++++ Document

In most of the literature dealing with coopetition, the units of analysis are typically the actors involved in the coopetitive relationship (focal coopeting actors) and there is an underlying assumption that coopetition is somehow deliberately planned by the coopeting actors due to the risks involved in cooperating with a competitor (Pellegrin-Boucher et al., 2013; Tidström, 2008).
However, in many real-world contexts, there are external factors (i.e., political, social, economic, and technological) and stakeholders (i.e., policy makers and regulators) that might set the scene for how economic actors engage in coopetitive interactions during the formation and the development stages of the strategy lifecycle. In certain situations, the very same rules of the game could be modified by regulatory changes (Czakon & Rogalski, 2014; Depeyre & Dumez, 2010; Mariani, 2007), over which individual economic actors have little or no control.
More specifically, a particular subset of external stakeholders, namely policy makers and regulatory agencies in an industry, can introduce new rules or modify the existing ones, thus affecting the way economic actors engage and coopete with each other. In other terms, coopetition is not always and necessarily a by-product of the choice of an economic agent (be it an entrepreneur or a firm), but might be an unintended and unintentional outcome (desired or not) of mandates of external institutional stakeholders (DiMaggio & Powell, 1983).
Until 2007, coopetition studies had not sufficiently addressed the aspect of intentionality. The strong assumption was (and still is, in many mainstream coopetitive analyses) that economic actors engaging in coopetitive interactions always act intentionally (Dagnino & Mariani, 2010). However, this is not necessarily the case, especially when external stakeholders such as policy makers and regulators induce an unintended strategic process that contributes to the establishment of coopetitive ties among economic actors. For instance, regulators can influence the institutional environment that might in turn trigger, inhibit, or affect coopetition.
In general, when coopetition is intentional, it can be because of external and/or internal drivers. Similarly, when coopetition is unintentional, it could be because of external and/or internal drivers. In the ensuing paragraph, we will succinctly describe the drivers of coopetition, with a focus on external drivers and, more specifically, external stakeholders.
Drivers of coopetition: A focus on external drivers
In the footsteps of Bengtsson and Raza-Ullah (2016) we can distinguish three partly overlapping categories of coopetition drivers: internal, relation-specific, and external. Internal drivers include firms’ goals, resources, and capabilities. Relation-specific drivers include partner features and relationship characteristics. External drivers encompass influential stakeholders, industrial features, and technological demands. For a complete and updated account of the articles dealing with internal, relation-specific, and external factors we refer to Bengtsson and Raza-Ullah (2016).
In what follows we focus on a few studies related to internal and external drivers, with an emphasis on external ones. Internal drivers encompass internal goals and capabilities, perceived vulnerability, and prospective strategies. They relate to organizational resources and capabilities (Gnyawali & Park, 2009), strategies (Luo, 2007), past experience of coopeting together (Mariani, 2016), and motives related to the improvement of performance (M’Chirgui, 2005). For instance, Gnyawali and Park (2009) underline that for competing SMEs it might be beneficial to cooperate because they can pool resources and capabilities to develop similar technologies in the same market. Luo (2007) suggests that cooperating with rivals might be a suitable strategy to penetrate into new markets. Mariani (2016) points out that past experience of collaboration and coopetition might induce even more coopetition. Based on a study of the smart card industry, M’Chirgui (2005) finds that coopetition can be driven by the quest for better performance.

++++++++

• Work to be completed: Continue the passage on the drivers of coopetition, picking up right after its final sentence.

++++ Material supplied

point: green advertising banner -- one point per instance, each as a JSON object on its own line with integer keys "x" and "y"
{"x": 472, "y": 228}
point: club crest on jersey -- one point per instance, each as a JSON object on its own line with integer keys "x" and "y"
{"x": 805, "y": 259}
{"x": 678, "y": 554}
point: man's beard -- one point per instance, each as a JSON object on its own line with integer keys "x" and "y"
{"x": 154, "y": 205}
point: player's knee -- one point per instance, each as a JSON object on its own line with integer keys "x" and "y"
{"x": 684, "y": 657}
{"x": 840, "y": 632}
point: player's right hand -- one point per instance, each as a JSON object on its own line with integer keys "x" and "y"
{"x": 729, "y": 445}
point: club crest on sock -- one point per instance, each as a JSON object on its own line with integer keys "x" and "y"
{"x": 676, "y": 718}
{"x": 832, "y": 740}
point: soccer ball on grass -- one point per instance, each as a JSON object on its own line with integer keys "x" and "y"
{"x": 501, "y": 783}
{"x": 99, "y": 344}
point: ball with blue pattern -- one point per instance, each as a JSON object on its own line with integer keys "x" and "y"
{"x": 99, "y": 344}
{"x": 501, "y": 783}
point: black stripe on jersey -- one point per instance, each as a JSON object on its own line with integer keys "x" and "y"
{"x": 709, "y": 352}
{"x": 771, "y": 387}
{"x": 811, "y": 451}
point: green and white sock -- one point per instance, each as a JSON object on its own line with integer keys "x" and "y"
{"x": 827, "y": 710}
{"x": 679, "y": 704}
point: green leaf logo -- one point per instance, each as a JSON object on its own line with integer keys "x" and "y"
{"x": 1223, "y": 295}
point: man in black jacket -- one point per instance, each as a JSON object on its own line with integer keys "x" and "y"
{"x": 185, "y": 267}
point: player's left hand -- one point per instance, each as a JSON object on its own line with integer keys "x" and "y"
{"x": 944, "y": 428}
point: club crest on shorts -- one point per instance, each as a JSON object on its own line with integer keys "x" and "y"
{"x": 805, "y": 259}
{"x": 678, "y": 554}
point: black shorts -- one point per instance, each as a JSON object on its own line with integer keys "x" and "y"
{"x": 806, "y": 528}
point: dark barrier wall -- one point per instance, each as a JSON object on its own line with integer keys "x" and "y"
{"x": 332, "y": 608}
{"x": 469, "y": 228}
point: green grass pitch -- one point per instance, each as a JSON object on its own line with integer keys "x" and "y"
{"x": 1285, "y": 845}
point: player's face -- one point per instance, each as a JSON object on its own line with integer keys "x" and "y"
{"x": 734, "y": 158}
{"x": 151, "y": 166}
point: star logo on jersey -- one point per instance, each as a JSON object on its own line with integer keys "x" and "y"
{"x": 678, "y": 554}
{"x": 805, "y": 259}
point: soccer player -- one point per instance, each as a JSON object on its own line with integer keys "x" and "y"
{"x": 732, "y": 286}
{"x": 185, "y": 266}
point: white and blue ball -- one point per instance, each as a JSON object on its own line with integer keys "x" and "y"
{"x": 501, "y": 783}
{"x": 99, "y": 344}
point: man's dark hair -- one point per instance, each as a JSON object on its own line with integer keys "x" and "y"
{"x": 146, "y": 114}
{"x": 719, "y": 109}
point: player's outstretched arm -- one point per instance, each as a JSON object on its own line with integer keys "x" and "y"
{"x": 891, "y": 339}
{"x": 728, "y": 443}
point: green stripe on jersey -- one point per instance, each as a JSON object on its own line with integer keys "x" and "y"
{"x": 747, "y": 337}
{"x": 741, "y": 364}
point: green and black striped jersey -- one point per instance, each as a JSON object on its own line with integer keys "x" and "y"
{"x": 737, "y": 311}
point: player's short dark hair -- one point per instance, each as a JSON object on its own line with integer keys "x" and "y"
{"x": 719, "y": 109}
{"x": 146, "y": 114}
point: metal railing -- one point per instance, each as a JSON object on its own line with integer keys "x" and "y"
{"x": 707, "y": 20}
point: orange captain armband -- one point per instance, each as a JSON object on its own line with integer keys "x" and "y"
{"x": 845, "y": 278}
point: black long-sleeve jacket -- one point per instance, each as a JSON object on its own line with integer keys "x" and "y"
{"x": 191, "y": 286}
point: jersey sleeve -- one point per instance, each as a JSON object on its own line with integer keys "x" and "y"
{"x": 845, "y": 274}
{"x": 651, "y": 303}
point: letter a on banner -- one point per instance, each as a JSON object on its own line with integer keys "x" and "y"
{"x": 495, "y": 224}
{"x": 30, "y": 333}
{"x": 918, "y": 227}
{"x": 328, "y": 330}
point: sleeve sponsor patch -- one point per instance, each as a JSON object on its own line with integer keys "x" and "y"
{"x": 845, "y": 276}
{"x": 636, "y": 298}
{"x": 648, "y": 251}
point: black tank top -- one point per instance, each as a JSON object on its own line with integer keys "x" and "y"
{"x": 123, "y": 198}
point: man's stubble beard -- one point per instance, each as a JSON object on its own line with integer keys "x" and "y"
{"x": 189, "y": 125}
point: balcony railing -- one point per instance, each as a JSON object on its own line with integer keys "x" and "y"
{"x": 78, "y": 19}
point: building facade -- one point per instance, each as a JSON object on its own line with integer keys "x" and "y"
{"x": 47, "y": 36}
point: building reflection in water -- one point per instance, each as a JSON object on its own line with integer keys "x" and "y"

++++++++

• The output:
External drivers include environmental conditions such as technological demand (Bengtsson et al., 2013; Bouncken & Kraus, 2013; Dai, 2008), industrial characteristics (Chen, 2014; Dowling et al., 1996; Ritala, 2012) and external stakeholders (Castaldo et al., 2010; Depeyre & Dumez, 2010; Ho & Ganesan, 2013; Mariani, 2007, Wang et al., 2010). Technological uncertainty and complexity have been found to be possible precursors of coopetitive relationships (Bouncken & Kraus, 2013; Dai, 2008), very much like the fact that different firms from different industries have to progressively integrate their technological capabilities and skills to develop new technologies (Bengtsson et al. , 2013). Coopetitive interactions are also influenced by industrial characteristics including concentration and degree of regulation (Dowling et al., 1996), growth rates and level (Chen, 2014), and instability (Ritala, 2012). External stakeholders such as policy makers, regulators, independent mediators, interlocking directorates, and buyers can play a major role in coopetition formation and development. For instance, in the opera sector policy makers can trigger coopetition among previously cooperating organisations (Mariani, 2007). In the US defence industry, regulators such as antitrust authorities have been found to play an architectural role, by setting the rules governing the arrangements, interconnections, and interdependences of coopeting actors (Depeyre & Dumez, 2010). Mediators are relevant in vertical coopetition (Castaldo et al., 2010) where companies such as ACNielsen can link and separate coopeting actors (in this case the supplier and the retailers) for the benefit of a project. Policies granting public subsidies can shape coopetition as well (Wang et al., 2010). Coopetition between firms is also driven by interlocking directorates serving multiple corporate boards in a focal industry (Simoni & Caiazza, 2012). In a number of cases, strong buyers can generate a cooperative attitude among competing firms (Ho & Ganesan, 2013), especially when they operate in a monopsony (Depeyre & Dumez, 2010). In the following section, we review a selected number of coopetition studies dealing with the roles and objectives of a subset of external stakeholders able to trigger and affect coopetitive interactions: policy makers and regulators.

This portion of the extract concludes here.